▶ **Given exercise**
Gather every line of the listing below that contains the word "white" and copy each one in full.

▶ **Provided records**
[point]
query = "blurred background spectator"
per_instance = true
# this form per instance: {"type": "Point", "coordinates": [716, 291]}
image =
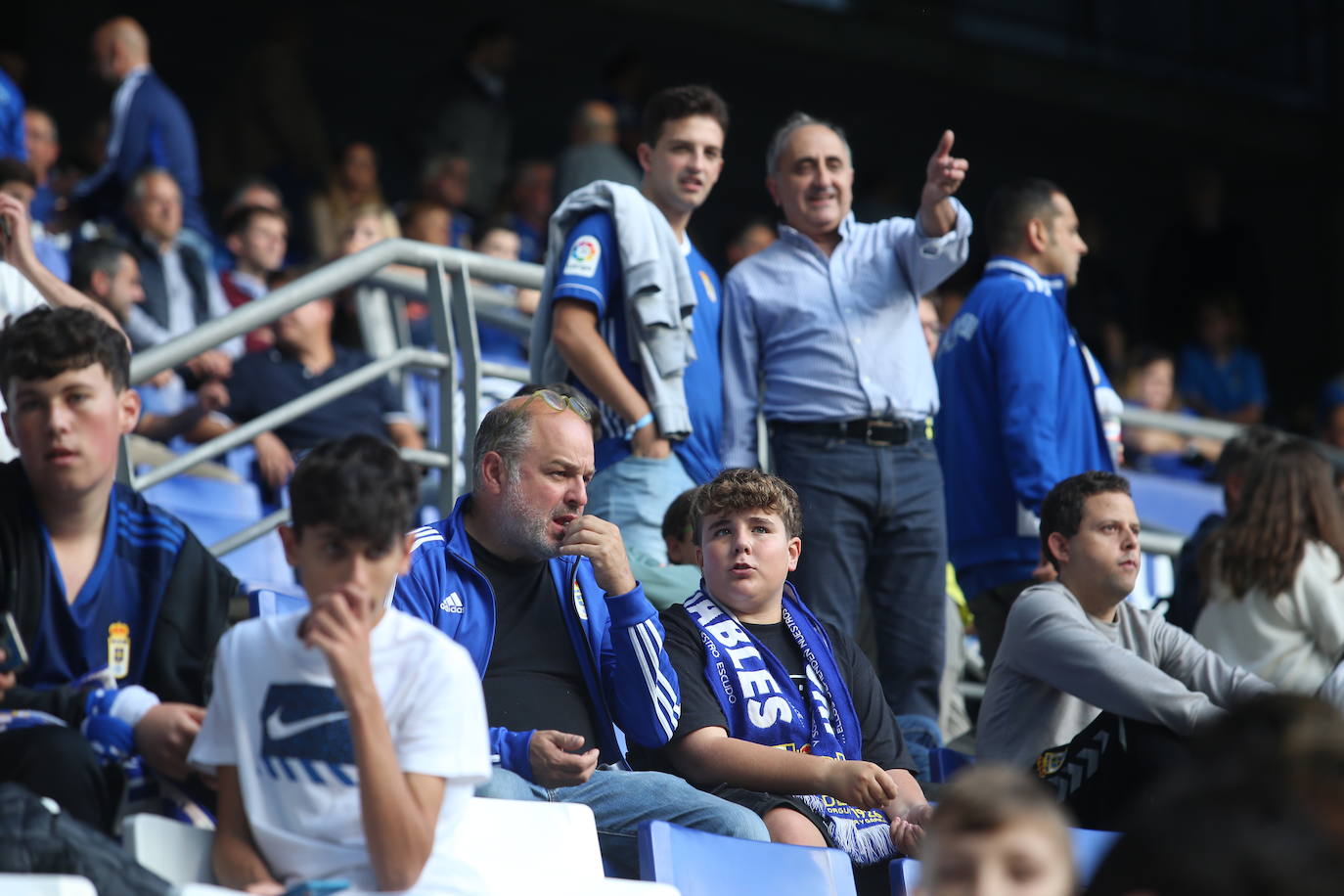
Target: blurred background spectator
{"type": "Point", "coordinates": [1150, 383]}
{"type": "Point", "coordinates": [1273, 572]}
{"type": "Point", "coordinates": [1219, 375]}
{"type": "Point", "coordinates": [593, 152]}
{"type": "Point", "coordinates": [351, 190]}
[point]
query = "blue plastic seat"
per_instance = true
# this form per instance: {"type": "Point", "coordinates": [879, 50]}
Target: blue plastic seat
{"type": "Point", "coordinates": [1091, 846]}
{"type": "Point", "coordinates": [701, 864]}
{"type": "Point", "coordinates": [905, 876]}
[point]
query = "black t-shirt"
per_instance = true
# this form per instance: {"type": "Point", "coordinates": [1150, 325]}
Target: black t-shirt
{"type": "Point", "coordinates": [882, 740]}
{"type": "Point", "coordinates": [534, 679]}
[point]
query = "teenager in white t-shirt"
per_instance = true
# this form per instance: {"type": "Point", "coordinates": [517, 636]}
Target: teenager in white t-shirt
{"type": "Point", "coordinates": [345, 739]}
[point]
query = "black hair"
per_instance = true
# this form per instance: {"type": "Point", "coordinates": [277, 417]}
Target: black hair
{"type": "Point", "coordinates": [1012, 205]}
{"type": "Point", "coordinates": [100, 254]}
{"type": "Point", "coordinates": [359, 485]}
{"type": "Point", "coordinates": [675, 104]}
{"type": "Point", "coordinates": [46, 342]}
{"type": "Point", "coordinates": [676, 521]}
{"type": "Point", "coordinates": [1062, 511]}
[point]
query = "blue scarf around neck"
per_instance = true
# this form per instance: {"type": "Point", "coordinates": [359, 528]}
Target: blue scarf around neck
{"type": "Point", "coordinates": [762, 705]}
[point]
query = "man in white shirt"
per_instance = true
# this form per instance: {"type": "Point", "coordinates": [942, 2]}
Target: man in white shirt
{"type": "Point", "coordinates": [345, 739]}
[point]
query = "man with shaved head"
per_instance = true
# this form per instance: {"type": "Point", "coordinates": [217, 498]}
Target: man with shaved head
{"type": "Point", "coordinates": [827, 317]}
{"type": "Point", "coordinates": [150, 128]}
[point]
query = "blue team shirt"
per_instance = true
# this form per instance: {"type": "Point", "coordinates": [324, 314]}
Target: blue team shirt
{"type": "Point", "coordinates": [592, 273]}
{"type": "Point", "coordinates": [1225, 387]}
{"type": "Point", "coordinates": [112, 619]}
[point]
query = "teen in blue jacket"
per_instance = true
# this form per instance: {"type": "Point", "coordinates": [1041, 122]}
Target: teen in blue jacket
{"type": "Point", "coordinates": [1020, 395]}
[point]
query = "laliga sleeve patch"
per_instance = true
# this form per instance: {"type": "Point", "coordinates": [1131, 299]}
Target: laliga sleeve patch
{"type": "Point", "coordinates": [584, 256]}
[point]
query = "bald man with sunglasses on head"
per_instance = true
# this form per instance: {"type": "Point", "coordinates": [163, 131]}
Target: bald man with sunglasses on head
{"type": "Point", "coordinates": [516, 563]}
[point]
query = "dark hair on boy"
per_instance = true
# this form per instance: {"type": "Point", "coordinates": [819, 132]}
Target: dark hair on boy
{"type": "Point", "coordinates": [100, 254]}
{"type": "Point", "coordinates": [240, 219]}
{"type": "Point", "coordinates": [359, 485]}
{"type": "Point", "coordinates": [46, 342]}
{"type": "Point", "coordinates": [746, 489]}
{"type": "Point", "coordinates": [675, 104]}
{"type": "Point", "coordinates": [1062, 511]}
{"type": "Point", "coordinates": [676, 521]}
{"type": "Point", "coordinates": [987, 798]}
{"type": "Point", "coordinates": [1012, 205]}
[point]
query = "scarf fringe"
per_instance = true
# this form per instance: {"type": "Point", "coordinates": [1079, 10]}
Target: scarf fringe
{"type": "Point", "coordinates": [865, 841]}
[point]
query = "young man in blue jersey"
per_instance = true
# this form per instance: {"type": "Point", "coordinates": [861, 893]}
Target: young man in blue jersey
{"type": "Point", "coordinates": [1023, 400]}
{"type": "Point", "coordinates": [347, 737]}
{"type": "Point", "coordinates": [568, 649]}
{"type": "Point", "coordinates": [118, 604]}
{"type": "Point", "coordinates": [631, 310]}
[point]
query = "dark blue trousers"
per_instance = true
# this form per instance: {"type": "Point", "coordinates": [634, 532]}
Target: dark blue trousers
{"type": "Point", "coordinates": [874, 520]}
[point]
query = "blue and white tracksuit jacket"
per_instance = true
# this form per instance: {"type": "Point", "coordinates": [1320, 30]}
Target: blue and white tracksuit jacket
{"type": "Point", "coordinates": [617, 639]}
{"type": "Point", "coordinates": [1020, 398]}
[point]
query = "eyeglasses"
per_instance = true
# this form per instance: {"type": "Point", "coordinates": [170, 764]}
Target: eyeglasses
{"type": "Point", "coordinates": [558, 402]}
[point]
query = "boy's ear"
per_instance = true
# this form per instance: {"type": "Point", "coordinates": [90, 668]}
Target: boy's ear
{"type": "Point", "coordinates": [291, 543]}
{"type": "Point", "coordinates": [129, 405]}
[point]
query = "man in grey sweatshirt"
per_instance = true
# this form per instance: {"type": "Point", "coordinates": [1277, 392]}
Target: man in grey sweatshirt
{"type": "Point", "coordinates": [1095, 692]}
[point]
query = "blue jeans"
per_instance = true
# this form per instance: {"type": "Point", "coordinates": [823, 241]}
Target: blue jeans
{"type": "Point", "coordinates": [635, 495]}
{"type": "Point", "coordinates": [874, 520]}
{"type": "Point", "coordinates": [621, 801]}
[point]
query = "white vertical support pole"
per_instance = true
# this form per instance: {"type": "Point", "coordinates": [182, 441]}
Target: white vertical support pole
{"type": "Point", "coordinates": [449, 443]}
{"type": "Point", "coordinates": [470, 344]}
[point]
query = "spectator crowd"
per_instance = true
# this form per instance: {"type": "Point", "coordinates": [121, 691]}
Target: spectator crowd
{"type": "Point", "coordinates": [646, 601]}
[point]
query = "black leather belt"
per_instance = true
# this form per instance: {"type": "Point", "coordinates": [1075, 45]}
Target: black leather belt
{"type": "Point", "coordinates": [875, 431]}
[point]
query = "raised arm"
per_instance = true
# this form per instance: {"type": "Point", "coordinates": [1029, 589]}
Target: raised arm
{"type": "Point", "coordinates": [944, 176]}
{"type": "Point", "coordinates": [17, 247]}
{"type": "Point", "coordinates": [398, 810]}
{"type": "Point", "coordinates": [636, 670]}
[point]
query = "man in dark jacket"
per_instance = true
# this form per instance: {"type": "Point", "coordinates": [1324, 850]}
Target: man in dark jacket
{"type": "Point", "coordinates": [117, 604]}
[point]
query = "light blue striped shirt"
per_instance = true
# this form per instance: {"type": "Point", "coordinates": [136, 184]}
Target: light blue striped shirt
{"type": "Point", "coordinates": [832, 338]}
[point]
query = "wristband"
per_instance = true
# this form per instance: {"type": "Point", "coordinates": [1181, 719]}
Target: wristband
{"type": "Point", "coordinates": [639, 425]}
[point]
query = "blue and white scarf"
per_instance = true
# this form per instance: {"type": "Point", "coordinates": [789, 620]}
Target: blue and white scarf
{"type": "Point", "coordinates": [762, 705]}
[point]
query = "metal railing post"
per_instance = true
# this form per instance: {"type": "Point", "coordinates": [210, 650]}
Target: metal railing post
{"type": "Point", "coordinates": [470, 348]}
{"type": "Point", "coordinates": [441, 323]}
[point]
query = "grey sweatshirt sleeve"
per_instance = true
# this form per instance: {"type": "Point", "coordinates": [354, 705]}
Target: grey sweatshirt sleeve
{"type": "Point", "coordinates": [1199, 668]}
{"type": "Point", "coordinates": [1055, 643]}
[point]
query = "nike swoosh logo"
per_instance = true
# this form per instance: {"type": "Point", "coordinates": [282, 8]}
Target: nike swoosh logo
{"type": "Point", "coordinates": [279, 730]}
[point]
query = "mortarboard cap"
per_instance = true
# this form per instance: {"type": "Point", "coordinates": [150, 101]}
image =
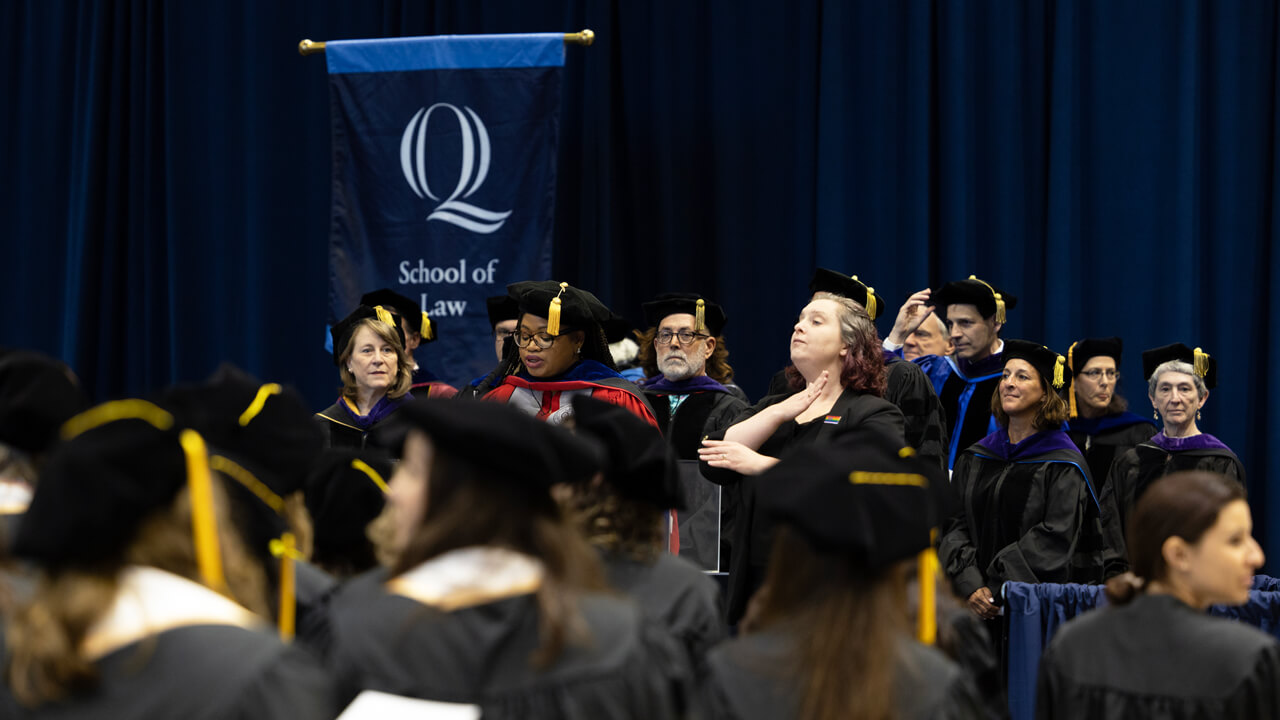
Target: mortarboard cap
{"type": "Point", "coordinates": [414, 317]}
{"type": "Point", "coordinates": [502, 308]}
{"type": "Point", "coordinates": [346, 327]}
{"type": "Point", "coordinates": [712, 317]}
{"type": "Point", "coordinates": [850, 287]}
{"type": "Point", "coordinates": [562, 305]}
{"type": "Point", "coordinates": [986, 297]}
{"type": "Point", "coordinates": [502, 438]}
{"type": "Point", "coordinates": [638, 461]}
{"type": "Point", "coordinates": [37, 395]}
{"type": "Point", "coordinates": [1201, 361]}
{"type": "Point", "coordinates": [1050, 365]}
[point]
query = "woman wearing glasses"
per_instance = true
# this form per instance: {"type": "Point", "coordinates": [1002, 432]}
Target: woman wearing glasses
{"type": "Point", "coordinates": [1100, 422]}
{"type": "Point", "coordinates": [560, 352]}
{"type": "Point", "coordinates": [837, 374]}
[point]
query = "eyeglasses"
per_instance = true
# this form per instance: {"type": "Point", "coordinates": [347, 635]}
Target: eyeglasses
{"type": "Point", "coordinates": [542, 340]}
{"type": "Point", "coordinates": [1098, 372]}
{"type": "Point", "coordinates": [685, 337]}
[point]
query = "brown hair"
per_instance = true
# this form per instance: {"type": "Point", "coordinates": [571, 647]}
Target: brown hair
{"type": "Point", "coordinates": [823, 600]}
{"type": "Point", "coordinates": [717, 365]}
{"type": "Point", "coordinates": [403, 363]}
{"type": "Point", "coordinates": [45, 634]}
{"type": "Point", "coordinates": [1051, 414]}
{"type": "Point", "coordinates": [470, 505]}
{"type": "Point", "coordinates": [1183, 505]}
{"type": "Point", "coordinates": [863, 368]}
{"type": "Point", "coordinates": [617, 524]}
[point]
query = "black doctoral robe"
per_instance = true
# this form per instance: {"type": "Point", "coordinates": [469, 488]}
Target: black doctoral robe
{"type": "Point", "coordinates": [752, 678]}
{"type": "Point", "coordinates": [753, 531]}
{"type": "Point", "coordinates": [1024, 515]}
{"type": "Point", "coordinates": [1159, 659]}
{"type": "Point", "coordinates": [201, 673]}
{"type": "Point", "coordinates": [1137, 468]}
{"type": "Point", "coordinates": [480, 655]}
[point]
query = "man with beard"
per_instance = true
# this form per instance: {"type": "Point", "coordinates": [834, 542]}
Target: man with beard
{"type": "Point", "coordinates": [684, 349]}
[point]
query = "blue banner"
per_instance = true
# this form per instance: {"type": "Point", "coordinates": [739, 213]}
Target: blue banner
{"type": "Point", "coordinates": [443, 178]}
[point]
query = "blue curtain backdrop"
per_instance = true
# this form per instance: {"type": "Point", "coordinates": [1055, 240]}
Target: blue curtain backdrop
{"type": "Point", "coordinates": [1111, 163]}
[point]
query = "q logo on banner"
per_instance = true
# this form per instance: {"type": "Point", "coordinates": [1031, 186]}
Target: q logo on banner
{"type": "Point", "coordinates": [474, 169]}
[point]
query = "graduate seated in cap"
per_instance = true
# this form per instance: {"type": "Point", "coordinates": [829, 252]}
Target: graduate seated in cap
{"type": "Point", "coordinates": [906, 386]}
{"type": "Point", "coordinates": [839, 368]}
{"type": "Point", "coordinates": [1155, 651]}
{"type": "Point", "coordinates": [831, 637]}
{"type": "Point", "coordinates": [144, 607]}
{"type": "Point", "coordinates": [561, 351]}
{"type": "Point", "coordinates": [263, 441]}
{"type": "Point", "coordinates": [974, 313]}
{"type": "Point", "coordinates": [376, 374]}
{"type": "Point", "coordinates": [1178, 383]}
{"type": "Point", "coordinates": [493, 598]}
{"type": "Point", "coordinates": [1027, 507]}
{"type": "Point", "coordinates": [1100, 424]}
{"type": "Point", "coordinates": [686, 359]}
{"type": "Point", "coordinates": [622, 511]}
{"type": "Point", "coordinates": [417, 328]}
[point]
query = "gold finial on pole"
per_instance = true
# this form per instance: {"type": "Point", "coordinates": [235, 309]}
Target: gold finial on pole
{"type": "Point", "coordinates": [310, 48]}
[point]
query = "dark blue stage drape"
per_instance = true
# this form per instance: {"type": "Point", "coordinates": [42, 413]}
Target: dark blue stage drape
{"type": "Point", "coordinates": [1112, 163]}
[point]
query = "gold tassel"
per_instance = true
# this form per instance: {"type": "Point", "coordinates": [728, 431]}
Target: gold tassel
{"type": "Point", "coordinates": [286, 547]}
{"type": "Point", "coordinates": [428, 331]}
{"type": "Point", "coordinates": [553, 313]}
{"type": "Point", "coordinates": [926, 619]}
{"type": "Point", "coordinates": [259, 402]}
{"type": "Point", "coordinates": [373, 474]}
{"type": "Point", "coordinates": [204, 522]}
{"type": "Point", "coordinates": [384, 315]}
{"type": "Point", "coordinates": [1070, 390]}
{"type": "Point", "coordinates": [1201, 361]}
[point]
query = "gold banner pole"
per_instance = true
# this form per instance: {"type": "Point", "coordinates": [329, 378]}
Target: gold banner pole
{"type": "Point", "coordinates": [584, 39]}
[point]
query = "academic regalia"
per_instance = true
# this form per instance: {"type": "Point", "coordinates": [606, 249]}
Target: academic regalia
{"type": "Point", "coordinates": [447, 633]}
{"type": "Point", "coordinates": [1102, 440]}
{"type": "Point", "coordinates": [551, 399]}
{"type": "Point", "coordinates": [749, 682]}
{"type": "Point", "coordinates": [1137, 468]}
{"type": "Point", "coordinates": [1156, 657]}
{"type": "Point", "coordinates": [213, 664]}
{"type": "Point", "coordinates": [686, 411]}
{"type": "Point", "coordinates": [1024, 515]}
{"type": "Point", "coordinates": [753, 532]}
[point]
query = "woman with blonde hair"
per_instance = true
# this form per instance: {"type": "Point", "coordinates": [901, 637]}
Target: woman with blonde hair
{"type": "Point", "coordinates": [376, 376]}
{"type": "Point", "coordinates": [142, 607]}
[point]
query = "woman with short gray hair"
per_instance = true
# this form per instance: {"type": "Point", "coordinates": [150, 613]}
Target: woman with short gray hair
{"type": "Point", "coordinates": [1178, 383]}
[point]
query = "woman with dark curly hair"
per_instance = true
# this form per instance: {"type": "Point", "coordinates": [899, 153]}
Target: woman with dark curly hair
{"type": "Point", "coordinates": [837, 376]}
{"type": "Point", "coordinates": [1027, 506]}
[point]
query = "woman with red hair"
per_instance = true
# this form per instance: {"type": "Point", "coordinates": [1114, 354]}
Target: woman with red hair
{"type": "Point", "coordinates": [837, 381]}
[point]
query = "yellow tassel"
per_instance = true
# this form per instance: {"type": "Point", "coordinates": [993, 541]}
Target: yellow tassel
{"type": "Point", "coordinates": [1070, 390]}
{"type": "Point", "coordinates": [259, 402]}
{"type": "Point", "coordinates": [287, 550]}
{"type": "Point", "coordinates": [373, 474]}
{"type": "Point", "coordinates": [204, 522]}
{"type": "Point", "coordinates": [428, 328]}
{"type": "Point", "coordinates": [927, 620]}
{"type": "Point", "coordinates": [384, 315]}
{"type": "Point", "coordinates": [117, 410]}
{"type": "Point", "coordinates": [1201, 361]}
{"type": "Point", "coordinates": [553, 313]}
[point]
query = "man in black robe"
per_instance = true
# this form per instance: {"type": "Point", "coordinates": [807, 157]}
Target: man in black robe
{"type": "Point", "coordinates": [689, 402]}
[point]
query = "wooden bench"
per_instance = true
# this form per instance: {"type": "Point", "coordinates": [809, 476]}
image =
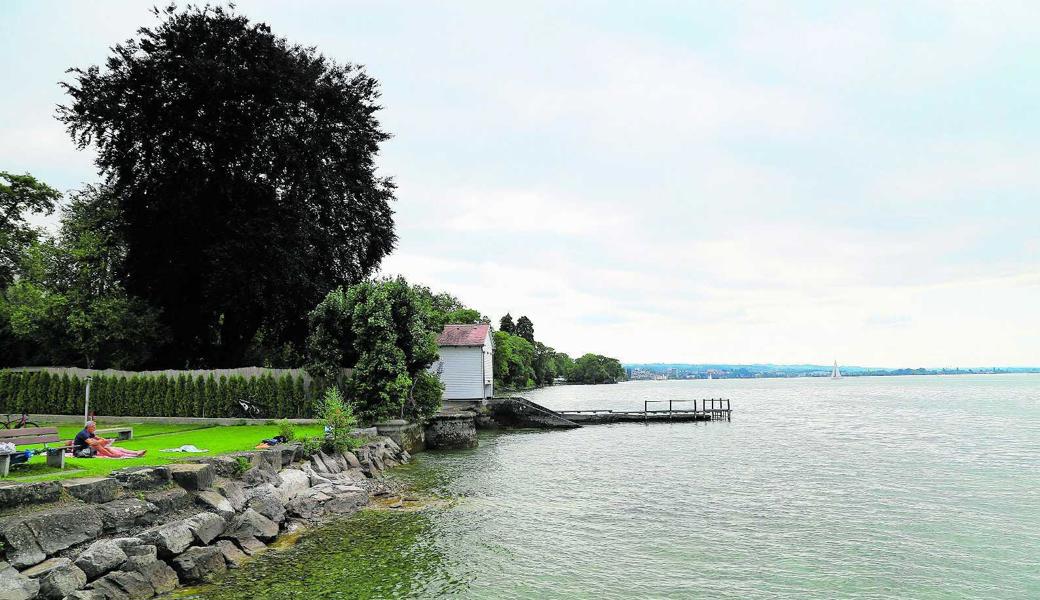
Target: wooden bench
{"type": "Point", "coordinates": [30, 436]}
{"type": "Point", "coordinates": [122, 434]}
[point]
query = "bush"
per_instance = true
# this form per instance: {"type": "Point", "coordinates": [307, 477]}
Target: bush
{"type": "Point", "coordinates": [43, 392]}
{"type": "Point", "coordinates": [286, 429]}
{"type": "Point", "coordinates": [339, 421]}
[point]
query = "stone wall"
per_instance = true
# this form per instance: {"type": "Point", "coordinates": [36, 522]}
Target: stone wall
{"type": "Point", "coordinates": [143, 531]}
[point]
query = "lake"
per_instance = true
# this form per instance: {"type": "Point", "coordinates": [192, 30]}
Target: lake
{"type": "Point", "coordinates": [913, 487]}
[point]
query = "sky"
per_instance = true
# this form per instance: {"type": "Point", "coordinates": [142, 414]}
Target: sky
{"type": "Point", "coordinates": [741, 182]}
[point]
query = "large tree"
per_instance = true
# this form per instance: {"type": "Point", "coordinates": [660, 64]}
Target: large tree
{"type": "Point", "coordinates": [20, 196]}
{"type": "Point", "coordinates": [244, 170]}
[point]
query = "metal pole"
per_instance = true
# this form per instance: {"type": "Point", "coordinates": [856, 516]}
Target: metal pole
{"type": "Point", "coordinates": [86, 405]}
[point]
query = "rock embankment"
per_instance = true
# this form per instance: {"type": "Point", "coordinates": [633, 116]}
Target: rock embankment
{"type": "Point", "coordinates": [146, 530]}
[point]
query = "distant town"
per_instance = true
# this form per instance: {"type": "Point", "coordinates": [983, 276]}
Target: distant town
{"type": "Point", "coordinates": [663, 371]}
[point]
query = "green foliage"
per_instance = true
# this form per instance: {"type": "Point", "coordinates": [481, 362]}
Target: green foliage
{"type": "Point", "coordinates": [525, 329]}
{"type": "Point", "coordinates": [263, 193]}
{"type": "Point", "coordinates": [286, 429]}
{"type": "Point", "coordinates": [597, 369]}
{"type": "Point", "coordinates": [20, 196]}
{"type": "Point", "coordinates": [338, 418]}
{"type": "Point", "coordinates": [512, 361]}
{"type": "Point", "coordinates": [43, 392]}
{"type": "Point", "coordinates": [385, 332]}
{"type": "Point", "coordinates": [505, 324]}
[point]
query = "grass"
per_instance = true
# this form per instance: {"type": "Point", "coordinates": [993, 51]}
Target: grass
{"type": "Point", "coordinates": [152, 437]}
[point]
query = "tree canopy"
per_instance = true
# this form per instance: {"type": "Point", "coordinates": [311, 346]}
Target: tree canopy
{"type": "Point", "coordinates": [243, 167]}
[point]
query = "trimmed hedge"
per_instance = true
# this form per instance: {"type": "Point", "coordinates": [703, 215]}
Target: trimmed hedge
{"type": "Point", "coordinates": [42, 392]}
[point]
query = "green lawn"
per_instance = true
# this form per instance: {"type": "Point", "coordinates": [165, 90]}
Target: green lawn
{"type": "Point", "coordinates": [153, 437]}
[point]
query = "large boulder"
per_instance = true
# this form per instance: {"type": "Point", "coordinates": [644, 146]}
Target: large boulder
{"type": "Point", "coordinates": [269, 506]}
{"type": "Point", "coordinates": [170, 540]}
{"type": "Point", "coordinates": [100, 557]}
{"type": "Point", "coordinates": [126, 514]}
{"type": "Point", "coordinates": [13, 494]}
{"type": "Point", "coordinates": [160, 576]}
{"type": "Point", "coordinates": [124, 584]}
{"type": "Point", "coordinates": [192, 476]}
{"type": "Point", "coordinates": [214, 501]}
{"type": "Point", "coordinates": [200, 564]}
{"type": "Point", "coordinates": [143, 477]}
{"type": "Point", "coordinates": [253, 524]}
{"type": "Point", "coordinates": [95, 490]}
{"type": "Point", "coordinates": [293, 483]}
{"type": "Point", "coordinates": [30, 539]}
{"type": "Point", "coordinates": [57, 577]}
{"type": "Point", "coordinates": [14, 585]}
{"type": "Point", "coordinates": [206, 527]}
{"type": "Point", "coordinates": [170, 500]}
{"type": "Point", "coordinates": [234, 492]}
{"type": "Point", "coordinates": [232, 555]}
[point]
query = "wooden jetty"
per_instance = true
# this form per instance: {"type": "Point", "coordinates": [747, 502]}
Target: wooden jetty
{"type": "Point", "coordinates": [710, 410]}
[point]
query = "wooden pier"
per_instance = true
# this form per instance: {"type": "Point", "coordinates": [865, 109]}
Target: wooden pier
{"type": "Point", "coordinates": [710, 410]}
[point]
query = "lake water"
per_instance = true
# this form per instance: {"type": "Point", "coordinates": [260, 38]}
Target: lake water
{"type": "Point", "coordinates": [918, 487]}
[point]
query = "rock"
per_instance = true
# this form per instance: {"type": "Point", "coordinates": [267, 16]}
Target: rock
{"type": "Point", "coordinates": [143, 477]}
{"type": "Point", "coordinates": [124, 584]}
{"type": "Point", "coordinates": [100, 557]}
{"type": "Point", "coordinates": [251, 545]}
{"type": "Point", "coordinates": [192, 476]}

▶ **Exercise output**
query = "teenager in white t-shirt"
Target: teenager in white t-shirt
query = "man in white shirt"
Target: man in white shirt
query = "blue and white tracksuit jacket"
Target: blue and white tracksuit jacket
query = "white vertical support pole"
Target: white vertical support pole
query = "blue and white scarf"
Target: blue and white scarf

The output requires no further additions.